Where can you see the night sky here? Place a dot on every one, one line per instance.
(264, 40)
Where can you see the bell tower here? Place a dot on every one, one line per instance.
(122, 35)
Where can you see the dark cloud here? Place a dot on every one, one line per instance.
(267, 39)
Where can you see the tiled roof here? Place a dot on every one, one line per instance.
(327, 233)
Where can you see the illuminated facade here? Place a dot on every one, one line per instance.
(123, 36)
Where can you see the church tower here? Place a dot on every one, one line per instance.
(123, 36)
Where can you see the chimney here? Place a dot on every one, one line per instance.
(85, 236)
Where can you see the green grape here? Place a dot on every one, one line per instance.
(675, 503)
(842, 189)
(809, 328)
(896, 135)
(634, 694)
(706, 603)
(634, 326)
=-=-=-=-=
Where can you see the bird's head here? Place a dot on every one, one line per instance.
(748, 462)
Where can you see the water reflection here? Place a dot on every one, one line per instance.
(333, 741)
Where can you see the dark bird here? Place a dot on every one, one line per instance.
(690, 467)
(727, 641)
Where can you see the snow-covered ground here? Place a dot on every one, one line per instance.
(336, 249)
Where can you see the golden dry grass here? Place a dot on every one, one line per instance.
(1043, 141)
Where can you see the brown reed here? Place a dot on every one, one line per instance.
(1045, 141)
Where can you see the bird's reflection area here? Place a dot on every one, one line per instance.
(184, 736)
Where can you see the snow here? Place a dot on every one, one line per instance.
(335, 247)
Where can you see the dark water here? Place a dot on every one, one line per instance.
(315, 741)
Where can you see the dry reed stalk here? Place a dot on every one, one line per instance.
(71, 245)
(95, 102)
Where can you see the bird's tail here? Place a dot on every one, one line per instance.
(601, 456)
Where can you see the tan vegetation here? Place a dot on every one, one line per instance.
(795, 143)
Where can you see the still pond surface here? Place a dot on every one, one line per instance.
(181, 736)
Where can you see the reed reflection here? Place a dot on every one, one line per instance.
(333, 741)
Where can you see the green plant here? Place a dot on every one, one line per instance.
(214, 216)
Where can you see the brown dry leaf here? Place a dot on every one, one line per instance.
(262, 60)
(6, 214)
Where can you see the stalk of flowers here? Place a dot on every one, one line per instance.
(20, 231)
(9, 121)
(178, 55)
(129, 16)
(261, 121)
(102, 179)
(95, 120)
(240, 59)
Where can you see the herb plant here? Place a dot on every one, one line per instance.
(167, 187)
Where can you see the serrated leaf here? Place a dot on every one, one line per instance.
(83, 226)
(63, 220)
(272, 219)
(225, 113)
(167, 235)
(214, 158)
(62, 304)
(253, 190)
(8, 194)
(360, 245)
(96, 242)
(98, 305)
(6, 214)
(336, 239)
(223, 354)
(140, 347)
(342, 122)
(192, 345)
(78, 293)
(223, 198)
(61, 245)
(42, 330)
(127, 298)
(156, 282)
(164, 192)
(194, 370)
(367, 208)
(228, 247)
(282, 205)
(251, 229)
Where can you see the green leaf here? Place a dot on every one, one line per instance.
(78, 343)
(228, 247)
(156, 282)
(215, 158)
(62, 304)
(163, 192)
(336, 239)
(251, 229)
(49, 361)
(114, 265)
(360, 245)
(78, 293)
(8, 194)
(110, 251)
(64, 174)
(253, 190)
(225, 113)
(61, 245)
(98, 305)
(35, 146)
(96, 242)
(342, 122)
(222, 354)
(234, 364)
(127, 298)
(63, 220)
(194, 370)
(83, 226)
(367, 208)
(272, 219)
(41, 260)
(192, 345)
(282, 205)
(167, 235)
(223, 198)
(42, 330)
=-=-=-=-=
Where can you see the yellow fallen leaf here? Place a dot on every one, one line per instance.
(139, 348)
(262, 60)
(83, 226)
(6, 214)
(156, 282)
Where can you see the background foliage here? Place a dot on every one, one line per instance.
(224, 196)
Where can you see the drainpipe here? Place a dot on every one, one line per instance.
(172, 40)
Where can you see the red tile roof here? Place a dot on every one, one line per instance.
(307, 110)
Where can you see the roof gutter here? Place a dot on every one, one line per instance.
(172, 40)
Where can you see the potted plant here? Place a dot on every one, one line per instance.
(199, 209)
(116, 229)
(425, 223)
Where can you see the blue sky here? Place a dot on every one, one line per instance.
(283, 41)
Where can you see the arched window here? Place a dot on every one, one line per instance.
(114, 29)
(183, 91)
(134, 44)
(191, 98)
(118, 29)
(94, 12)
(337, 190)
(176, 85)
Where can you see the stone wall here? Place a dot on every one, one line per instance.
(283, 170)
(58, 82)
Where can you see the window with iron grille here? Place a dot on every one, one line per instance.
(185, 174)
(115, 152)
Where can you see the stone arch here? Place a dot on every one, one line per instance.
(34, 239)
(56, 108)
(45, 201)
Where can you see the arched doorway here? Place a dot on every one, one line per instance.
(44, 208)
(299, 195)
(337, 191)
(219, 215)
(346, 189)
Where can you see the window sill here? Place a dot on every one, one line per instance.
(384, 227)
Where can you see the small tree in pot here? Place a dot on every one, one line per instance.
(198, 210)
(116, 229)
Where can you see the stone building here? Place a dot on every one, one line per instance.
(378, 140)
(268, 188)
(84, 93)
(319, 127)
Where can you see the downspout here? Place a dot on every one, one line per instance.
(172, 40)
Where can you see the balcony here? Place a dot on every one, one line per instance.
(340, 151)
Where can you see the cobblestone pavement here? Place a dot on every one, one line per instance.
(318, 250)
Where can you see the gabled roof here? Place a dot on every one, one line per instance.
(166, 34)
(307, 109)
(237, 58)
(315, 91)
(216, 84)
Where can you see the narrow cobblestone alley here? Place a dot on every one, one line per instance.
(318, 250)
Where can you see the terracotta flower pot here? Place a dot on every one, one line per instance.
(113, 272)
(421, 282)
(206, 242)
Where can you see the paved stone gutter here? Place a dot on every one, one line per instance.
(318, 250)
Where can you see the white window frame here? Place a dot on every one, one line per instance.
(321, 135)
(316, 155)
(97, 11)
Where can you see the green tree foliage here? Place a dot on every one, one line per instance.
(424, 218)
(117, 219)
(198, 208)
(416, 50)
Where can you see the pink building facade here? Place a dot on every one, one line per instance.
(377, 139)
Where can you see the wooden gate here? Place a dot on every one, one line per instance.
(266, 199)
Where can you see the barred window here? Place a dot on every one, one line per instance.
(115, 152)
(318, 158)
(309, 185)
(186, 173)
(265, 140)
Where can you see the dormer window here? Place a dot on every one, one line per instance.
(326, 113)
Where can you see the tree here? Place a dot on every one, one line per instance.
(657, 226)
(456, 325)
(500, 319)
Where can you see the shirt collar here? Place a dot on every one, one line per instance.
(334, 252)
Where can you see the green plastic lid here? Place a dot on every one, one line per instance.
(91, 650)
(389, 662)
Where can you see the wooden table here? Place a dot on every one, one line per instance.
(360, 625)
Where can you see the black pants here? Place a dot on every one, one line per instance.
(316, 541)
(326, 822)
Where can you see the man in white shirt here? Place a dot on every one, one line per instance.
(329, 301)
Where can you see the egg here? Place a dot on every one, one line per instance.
=-=-=-=-=
INSTRUCTION:
Extract every line in the three blocks of lines above that contains the word "white".

SOLUTION TO THE EXERCISE:
Where can you see the white window frame here? Place a dot on every one, one line per instance.
Where can you see the man in white shirt here? Place a dot on every one, one line per instance.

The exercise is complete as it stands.